PARTS OF THE EXERCISE
• 1. Transcribe the passage of the CUDA introduction from "<sub>Go learn C++." up to and including "task at a time.".
• 2. Write the next part of the CUDA introduction, picking up right after its final sentence.

# Intro to Cuda
Small preface of how coding in CUDA works, with some basic components that'll build a strong foundation in CUDA before we dive into the matrix multiplication kernels.
<br><br>

***Read if you do not know C++***

<sub>Go learn C++. Seriously, though, CUDA is essentially C++ with GPU-specific extensions. Teaching you C++ here requires more MarkDown than this repository can hold, so do yourself a favour, and at least brush up on same basic syntax before you start digging in to make the most out of this guide.<sub>

<br><br>
## Execution Model - Introductory
Okay, I want you to pay real close attention to this part, as it VITAL to understanding how parallel computing works - and in turn, how we can optimize it.

### Threads
Threads are the smallest unit of execution - imagine them as mini workers inside a computer chip, each handling one small task at a time.

Processes are different from threads. They are independent programs in execution, and threads live inside processes (hence, smallest). Think of a process as a team, and the threads as the mini workers in that team.

Processes are independent because each of them has its own memory space, while threads in the same process share the same memory space. This is why one process crashing does not affect other processes, but one thread crashing can bring down the entire process.

#### Cores
Cores are the physical execution units in a processor that run threads.

 Each core can technically only execute one thread at a time but since threads are so small, that execution slice is extremely brief, and the CPU rapidly switches between them -- thousands of times per second. This time-slicing creates the illusion that many threads are running simaltaneously.

**Small interactive exercise for you:** Click off this guide and go check how many cores your CPU has.

Got it? Great. So, your CPU having X cores means technically only X threads are *truly* running at any given moment, and the rest are just taking turns so quickly that you don't notice. So your Chrome browser, VSCode, and Riot Client are all juggling threads -- pausing one task for a fraction of a millisecond to let another run, then switching back.

Also your mighty X cores? Sit down for this one. 
A state-of-the-art GPU (RTX 4090) has upwards of 16,000 CUDA cores. These CUDA cores don't time-slice threads like CPU cores, though -- they keep thousands of threads active truly at the same time. This is where the limitations of CPUs, and the domination of GPUs for massively parallel workloads come into play

### Blocks
Blocks are groups of threads that work together in a GPU. Threads in the same block have access to a shared memory region (SMEM) using fast on-chip shared memory -- this is crucual for optimization tricks we'll see later on.

If you are enjoying the workers analogy - a block can be thought of as a bigger department of mini workers, all of whom are in the same office, able to talk to each other and use the departments shared tools and resources. However, our poor mini workers are under a cruel corporation, and they cannot directly talk to workers in other departments ~ **Threads in different blocks cannot share memory**.

DATA EXCERPTS
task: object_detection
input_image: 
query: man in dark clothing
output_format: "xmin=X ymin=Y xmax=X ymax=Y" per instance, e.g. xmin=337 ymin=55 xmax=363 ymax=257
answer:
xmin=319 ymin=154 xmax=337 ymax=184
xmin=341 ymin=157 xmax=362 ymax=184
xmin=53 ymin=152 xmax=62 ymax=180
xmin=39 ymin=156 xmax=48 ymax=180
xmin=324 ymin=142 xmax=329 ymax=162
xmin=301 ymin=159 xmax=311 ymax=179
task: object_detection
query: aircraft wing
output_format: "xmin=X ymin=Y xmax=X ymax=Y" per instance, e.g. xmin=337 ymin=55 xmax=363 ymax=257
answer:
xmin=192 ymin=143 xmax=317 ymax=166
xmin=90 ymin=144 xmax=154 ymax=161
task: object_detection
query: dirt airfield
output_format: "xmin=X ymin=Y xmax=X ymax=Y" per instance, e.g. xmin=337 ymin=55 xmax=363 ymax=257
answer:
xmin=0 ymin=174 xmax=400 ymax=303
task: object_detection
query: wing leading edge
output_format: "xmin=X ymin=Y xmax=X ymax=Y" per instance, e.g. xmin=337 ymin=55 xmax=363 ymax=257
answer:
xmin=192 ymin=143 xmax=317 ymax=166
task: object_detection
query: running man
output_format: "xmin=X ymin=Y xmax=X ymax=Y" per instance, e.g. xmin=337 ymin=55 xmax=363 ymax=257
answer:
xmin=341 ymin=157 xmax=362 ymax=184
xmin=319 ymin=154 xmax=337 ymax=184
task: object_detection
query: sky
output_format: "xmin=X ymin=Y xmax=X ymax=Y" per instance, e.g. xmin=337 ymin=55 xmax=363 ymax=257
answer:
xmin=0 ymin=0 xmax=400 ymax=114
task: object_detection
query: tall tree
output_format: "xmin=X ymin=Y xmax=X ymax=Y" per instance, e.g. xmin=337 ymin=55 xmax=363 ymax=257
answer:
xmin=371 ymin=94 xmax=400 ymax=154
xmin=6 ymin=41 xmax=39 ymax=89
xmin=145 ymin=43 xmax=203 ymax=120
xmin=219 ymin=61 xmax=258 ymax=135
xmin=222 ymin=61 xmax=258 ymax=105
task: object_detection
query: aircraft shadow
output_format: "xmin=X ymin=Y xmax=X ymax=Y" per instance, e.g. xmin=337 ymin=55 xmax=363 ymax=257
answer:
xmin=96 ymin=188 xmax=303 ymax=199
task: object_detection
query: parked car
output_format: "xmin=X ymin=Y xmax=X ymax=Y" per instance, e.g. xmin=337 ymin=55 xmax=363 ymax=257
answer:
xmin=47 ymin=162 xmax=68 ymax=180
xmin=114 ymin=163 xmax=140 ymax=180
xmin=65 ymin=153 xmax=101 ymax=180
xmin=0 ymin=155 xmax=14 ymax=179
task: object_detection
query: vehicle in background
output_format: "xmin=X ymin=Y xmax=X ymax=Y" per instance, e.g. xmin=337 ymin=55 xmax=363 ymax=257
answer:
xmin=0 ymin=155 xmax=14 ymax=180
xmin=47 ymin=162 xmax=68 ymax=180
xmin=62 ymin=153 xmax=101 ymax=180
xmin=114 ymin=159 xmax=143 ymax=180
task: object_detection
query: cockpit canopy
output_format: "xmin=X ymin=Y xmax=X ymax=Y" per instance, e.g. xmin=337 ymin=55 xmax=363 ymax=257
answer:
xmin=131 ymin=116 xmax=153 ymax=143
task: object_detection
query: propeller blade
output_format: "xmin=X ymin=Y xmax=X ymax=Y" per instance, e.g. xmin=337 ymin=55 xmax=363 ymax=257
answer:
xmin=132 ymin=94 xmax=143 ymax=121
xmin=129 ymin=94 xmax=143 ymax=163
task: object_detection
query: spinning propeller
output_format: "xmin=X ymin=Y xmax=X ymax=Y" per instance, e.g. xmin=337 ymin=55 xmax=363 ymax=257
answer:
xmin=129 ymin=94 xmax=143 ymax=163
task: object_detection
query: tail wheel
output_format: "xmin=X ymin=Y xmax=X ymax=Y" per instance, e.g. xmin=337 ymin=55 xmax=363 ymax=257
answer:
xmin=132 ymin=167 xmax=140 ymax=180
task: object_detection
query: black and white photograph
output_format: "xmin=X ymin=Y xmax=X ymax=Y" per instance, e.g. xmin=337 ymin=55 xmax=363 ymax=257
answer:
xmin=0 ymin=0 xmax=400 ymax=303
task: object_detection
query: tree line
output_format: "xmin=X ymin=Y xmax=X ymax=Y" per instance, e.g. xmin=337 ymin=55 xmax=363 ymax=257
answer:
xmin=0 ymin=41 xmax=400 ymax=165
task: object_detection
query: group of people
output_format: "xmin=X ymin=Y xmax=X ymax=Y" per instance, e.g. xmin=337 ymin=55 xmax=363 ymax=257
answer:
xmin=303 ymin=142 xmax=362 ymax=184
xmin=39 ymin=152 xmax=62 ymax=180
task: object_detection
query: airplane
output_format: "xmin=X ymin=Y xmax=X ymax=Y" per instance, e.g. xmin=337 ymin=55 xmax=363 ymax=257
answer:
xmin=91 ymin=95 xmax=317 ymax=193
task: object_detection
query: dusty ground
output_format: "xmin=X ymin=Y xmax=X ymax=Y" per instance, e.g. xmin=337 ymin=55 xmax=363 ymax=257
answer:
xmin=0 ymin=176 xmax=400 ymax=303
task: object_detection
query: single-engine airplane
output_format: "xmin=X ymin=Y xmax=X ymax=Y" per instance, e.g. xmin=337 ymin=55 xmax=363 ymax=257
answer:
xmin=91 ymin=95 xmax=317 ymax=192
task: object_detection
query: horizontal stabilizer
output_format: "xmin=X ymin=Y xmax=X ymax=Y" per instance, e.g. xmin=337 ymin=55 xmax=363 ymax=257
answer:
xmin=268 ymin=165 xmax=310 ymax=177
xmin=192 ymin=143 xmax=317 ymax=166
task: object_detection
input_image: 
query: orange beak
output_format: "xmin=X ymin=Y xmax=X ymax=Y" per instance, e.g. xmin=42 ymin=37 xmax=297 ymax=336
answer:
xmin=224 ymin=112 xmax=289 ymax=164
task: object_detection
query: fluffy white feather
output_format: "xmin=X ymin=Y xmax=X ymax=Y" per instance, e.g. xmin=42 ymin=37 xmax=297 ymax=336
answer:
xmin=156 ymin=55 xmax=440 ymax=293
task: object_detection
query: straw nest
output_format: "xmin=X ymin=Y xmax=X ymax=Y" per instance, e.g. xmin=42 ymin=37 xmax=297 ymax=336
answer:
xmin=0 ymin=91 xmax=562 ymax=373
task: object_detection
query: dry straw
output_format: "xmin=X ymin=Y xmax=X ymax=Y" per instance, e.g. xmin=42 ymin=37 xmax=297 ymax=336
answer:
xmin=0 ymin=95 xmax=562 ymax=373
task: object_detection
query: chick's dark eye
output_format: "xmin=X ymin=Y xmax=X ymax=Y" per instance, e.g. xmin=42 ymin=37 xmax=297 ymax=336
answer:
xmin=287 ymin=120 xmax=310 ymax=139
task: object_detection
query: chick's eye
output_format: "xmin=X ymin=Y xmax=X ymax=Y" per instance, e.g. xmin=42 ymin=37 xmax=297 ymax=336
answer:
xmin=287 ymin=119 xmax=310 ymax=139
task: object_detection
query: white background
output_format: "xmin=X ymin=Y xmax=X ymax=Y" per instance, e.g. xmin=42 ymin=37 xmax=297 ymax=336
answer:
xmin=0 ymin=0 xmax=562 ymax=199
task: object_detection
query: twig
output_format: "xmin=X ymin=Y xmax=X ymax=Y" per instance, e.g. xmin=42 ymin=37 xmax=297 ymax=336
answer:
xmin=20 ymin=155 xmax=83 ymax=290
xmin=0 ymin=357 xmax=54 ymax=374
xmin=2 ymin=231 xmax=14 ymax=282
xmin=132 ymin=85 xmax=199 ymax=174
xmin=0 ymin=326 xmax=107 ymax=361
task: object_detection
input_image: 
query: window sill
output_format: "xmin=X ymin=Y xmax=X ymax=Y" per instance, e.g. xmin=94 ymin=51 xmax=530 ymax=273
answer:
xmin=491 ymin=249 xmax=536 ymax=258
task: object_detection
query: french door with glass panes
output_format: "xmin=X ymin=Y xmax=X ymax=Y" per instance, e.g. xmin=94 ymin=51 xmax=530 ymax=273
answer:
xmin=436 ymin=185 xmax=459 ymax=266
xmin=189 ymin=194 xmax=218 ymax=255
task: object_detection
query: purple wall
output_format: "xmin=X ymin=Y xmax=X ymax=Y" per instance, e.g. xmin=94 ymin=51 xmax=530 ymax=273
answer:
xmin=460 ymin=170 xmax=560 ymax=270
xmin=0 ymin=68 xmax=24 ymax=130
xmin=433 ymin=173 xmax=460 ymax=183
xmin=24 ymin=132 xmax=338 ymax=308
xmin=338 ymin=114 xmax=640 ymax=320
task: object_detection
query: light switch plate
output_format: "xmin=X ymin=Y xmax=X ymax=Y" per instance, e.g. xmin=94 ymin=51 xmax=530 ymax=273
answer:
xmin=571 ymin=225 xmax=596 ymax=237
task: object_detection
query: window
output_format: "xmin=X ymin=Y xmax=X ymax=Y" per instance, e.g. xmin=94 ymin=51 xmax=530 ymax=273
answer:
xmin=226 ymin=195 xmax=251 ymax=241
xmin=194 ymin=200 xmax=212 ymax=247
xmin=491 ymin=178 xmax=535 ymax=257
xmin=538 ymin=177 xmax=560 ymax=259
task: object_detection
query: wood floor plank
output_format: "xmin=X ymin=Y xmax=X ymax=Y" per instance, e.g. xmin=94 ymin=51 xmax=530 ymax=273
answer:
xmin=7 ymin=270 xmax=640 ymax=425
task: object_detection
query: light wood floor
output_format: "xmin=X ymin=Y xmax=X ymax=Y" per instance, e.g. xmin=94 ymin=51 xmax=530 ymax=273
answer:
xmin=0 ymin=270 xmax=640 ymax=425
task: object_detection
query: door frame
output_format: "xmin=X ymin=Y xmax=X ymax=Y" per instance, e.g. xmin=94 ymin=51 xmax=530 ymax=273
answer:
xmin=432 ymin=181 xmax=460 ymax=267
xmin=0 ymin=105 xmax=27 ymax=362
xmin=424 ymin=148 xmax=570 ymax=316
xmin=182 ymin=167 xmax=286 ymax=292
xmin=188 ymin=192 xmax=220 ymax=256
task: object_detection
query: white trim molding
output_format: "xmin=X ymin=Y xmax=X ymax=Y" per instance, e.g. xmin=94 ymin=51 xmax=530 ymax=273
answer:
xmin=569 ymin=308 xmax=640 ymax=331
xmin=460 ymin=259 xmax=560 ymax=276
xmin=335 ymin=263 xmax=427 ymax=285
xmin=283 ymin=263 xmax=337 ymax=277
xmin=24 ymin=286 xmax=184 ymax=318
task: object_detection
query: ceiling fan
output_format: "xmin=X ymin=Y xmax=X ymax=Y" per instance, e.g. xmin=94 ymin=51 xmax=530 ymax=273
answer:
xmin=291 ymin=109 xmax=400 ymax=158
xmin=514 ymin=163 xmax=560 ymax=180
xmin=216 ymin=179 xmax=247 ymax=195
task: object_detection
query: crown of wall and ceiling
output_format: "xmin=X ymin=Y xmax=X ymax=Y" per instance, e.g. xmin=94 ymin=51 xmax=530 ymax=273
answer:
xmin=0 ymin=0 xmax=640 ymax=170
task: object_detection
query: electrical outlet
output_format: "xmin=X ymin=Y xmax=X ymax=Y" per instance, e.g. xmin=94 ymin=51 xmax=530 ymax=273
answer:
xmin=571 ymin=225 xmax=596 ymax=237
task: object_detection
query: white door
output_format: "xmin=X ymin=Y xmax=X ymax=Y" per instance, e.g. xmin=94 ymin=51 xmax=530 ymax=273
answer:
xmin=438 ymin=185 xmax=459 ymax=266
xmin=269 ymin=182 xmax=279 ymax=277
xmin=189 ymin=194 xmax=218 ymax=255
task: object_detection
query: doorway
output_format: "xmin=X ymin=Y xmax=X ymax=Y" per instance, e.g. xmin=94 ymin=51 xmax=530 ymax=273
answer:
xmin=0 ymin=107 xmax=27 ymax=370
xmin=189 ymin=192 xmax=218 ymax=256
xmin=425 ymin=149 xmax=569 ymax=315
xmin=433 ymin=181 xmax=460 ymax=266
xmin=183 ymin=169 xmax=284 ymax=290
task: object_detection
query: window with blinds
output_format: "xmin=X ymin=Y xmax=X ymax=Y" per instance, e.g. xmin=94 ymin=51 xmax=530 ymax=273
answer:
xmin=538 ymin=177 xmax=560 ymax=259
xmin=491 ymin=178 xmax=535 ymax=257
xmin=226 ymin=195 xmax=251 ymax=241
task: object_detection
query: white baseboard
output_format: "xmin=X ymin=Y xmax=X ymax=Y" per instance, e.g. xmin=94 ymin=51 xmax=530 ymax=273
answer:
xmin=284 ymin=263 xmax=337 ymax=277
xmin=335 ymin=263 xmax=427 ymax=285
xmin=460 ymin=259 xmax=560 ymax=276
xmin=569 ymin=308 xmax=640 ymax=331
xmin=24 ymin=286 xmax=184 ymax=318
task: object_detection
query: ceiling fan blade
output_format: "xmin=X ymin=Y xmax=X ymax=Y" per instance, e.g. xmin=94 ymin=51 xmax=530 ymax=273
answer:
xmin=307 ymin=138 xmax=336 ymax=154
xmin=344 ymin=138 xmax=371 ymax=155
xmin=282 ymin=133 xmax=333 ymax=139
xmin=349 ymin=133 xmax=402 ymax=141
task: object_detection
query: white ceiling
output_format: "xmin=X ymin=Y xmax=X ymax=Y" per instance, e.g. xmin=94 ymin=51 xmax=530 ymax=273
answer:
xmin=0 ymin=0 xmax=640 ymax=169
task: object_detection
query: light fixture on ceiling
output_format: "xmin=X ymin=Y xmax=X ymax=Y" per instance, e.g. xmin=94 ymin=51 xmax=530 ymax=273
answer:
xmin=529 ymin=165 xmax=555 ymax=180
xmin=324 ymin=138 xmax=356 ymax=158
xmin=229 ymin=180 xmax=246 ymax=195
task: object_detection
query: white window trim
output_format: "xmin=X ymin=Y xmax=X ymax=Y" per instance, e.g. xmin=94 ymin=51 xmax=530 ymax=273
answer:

RESPONSES BY TASK
• 1.
<sub>Go learn C++. Seriously, though, CUDA is essentially C++ with GPU-specific extensions. Teaching you C++ here requires more MarkDown than this repository can hold, so do yourself a favour, and at least brush up on same basic syntax before you start digging in to make the most out of this guide.<sub>

<br><br>
## Execution Model - Introductory
Okay, I want you to pay real close attention to this part, as it VITAL to understanding how parallel computing works - and in turn, how we can optimize it.

### Threads
Threads are the smallest unit of execution - imagine them as mini workers inside a computer chip, each handling one small task at a time.

• 2.
### Grids
Grids are collections of blocks launched for the kernel. More precisely, when each kernel is launched (invoked) it creates a single grid, which has a user-defined number of blocks.

A grid would be the entire building of the coorporation, with many different departments of mini workers, who are under strict command to not talk to each other




### Keep reading and you will be illuminated to how these all tie in together.

<br><br>
## Kernel Launch Syntax
If I haven't mentioned yet (I actually have not), a **kernel** is a function written in CUDA that runs on the GPU, executed by many threads in parallel

<sub> You might be thinking of "kernels" in a different context, especially because of how intertwined they are with processes and cores. Let me stop you right there. This is a very common misconception. You would be thinking of OS kernels, which is a core component of an OS, responsible for managing symtem resources. These have **NOTHING** to do with the CUDA kernels we are focusing on. </sub>

CUDA kernels run on the GPU, but are launched (similar to a function call) from CPU (host) code. When kernels are launched, a **grid** of **blocks** is created. We can pass in the number of **blocks**, and the number of **threads** per **block** (similar to function arguments).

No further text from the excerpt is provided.